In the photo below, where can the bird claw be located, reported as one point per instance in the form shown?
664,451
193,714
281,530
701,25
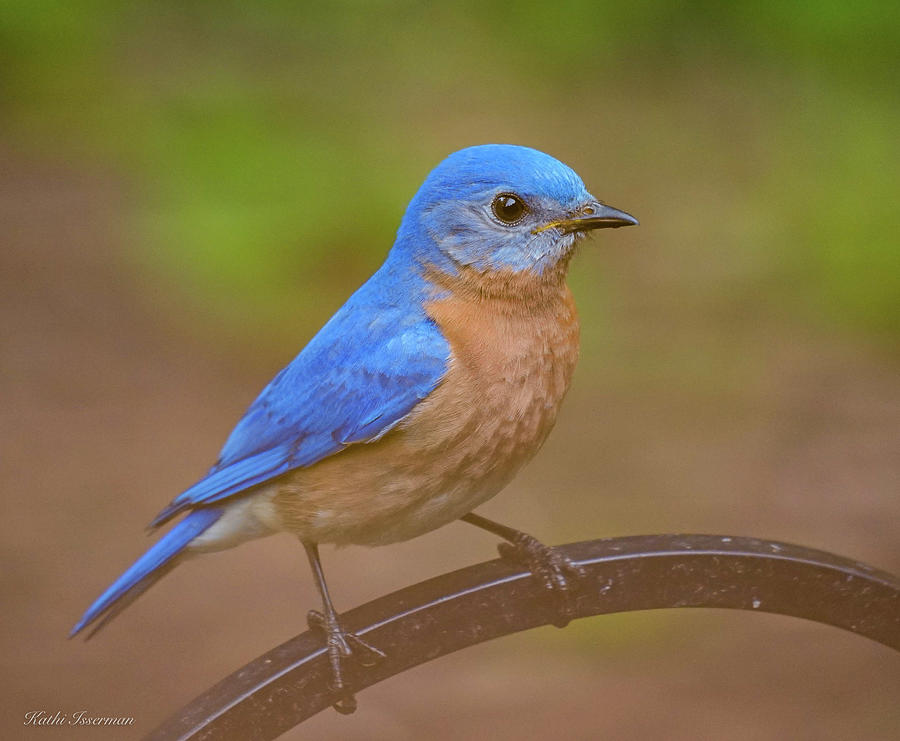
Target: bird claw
559,575
342,644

> **INSTRUCTIONS FOR THE TASK**
Reproduce the data above word for word and character for character, leaving out the pictures.

> **OUTPUT FOR THIS EXERCISE**
In the photo below, where can the bird claw be located, reported as one point per instance in the form shown?
664,451
193,714
281,530
701,25
Target: bird claw
559,575
342,644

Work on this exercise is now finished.